Passage shown:
:::::
STATEMENT OF DOUGLAS JAMERSON, SECRETARY, FLORIDA DEPARTMENT OF 
                 LABOR AND EMPLOYMENT SECURITY

    Mr. Jamerson. Good afternoon, Mr. Chairman and members of 
the subcommittee. I am very pleased to be here today and to 
have this opportunity to testify before you on H.R. 3684----
    Chairman Shaw. Douglas pull that mic to you, if you would, 
sir. Thank you.
    Mr. Jamerson [continuing]. The Employment Security 
Financing Act of 1998.
    Let me begin my remarks by commending you, Mr. Chairman, 
for your prescience in sponsoring such a comprehensive reform 
package. H.R. 3684 will provide welcome relief to States such 
as Florida that receive a disproportionately low return of FUTA 
tax revenue.
    H.R. 3684 represents a bold departure that holds the 
promise of a future in which the unemployment compensation 
system will be able to fulfill its mission in a rapidly-
changing workplace.
    We in Florida are blessed by a continuing strong national 
economy that supports the lowest level of unemployment in 
modern history. However, we would be naive to think that the 
cycle of growth will continue unabated. The very nature of work 
and one's relationship to the workplace is in the process of 
being redesigned. The dynamics of the employer-employee 
relationship is undergoing profound evolution. In this setting, 
the goals envisioned by H.R. 3684 could not come at a more 
opportune time.
    I would like to discuss the provisions of H.R. 3684 with 
you in the context of the impact that I believe that they will 
have on the State of Florida and the system that I am charged 
with overseeing.
    I don't know if I'm stopping, but you might have to stop 
for me [referring to the bells ringing]. [Laughter.]
    As I understand it, major tenets of the bill would assign 
responsibility for collection of FUTA taxes to the State agency 
beginning in the year 2000. It would also authorize 
expenditures from State administrative funds of an amount not 
to exceed $245 million annually for Fiscal Years 2000 through 
2003, subject to appropriation by the State legislature.
    These administrative dollars could then be used to provide 
for collection of the FUTA tax; to more effectively, I believe, 
determine whether or not those claiming benefits have made 
themselves available or able for suitable employment; to 
provide job search and placement services, including job 
counseling, testing, occupational and labor forecasting; to 
enhance employees' skill assessment and referral to employers, 
and to appropriate recruitment services and technical 
assistance to employers.
:::::
Supplied entries:
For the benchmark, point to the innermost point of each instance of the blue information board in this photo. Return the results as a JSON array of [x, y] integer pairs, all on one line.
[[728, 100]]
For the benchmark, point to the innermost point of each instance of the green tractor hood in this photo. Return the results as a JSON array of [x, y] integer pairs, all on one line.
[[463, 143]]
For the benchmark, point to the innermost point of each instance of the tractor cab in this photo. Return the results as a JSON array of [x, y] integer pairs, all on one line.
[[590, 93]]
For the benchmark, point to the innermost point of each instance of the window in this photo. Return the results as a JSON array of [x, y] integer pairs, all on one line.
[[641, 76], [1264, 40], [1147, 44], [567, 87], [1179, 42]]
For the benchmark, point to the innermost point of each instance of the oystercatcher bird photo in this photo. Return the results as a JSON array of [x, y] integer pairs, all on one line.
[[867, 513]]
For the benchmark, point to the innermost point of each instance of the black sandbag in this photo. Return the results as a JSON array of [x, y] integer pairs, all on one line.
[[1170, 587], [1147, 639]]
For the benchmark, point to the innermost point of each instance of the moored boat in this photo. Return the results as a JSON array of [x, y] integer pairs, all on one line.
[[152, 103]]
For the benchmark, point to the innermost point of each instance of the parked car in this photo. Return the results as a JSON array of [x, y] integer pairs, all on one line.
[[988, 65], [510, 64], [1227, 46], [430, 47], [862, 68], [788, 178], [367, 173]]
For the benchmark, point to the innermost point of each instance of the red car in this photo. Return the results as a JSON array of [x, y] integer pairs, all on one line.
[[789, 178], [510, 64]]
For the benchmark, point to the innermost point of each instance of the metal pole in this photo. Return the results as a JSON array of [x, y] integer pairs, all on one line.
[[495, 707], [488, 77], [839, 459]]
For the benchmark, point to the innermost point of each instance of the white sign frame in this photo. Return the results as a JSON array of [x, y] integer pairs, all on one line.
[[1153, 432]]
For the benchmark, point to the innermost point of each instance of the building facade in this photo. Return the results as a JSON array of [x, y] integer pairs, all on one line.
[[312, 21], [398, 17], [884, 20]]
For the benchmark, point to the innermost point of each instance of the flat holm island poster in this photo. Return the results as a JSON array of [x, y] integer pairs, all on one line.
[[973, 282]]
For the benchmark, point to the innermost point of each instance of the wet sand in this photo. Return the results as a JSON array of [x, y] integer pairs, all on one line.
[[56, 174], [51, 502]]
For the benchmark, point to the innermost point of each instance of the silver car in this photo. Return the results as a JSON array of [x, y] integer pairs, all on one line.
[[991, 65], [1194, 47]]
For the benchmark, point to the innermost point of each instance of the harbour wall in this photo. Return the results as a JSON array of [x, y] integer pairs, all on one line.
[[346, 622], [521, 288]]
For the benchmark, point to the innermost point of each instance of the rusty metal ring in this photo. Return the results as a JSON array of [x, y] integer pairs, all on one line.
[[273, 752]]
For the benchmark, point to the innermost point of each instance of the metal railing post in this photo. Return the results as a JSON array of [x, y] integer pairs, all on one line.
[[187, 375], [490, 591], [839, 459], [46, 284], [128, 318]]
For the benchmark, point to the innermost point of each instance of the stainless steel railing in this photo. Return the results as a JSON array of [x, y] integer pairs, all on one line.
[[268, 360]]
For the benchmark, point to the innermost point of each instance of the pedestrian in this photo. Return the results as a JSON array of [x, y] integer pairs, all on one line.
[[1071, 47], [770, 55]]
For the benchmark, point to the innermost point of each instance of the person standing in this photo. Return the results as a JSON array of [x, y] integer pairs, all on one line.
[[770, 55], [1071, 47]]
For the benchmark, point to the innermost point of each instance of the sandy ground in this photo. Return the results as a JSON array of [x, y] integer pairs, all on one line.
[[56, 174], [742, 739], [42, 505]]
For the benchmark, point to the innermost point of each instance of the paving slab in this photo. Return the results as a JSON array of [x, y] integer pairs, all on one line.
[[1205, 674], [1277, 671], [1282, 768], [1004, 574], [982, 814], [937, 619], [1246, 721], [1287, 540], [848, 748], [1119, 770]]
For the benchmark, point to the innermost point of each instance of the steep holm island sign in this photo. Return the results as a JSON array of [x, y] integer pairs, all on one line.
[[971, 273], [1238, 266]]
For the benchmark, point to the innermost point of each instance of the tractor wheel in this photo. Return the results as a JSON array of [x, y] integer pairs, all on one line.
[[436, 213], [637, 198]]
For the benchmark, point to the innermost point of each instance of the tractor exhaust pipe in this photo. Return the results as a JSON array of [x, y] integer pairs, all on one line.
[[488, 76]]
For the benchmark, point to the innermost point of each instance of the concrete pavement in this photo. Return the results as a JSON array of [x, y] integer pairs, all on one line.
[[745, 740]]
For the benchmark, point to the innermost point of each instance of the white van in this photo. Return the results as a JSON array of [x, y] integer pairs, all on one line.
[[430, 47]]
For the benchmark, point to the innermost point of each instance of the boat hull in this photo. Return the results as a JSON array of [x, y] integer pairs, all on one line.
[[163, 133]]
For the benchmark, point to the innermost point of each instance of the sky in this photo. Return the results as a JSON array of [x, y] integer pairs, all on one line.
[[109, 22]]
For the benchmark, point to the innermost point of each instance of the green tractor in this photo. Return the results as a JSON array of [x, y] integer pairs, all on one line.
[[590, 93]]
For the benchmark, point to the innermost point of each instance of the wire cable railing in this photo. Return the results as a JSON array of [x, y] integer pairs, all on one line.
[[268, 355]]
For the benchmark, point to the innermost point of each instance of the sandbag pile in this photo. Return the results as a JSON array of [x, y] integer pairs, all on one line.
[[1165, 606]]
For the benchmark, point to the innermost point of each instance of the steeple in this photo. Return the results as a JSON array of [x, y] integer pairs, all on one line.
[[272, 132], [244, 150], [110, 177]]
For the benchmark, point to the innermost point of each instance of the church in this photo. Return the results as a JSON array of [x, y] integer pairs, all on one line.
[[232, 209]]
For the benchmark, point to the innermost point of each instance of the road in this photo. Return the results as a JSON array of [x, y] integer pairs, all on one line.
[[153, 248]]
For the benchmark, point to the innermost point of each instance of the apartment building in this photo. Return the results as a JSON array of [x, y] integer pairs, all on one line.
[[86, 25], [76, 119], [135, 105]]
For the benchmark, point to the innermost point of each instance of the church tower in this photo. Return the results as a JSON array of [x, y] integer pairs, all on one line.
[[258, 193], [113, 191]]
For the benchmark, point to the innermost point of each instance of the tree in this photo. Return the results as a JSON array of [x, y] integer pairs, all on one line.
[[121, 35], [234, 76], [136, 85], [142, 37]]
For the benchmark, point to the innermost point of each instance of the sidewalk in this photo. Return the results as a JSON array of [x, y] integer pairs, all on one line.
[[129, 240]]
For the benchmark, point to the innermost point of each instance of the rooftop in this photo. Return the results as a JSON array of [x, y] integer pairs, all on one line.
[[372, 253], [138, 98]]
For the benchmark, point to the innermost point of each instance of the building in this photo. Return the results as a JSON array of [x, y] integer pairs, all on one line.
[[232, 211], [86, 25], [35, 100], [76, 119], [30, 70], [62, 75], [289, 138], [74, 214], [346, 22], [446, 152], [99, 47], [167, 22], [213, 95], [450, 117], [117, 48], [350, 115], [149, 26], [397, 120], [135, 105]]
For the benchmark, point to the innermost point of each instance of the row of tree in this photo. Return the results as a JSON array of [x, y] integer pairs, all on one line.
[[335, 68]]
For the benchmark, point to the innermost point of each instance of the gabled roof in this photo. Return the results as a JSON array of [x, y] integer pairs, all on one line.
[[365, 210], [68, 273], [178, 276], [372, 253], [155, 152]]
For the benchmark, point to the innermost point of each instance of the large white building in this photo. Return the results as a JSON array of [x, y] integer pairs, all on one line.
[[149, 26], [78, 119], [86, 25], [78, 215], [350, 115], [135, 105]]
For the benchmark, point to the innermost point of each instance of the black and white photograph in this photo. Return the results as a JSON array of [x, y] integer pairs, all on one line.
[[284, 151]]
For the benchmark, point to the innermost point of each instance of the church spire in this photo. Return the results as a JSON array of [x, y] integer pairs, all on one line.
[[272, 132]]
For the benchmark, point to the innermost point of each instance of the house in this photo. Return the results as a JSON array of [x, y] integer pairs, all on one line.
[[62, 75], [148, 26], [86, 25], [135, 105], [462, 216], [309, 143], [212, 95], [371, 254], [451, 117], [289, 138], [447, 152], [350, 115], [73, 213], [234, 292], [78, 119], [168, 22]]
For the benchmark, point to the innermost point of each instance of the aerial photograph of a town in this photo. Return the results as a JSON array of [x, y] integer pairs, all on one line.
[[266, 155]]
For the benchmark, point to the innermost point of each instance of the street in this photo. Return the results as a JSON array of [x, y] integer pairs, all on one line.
:::::
Brief:
Using the testimony above, answer each question in a few words:
(a) What is the title of H.R. 3684?
(b) In what year would the bill start giving the State agency the job of collecting FUTA taxes?
(c) What yearly limit is set on spending from State administrative funds, and for which fiscal years?

Answer for this exercise:
(a) The Employment Security Financing Act of 1998.
(b) 2000.
(c) No more than $245 million a year, for Fiscal Years 2000 through 2003.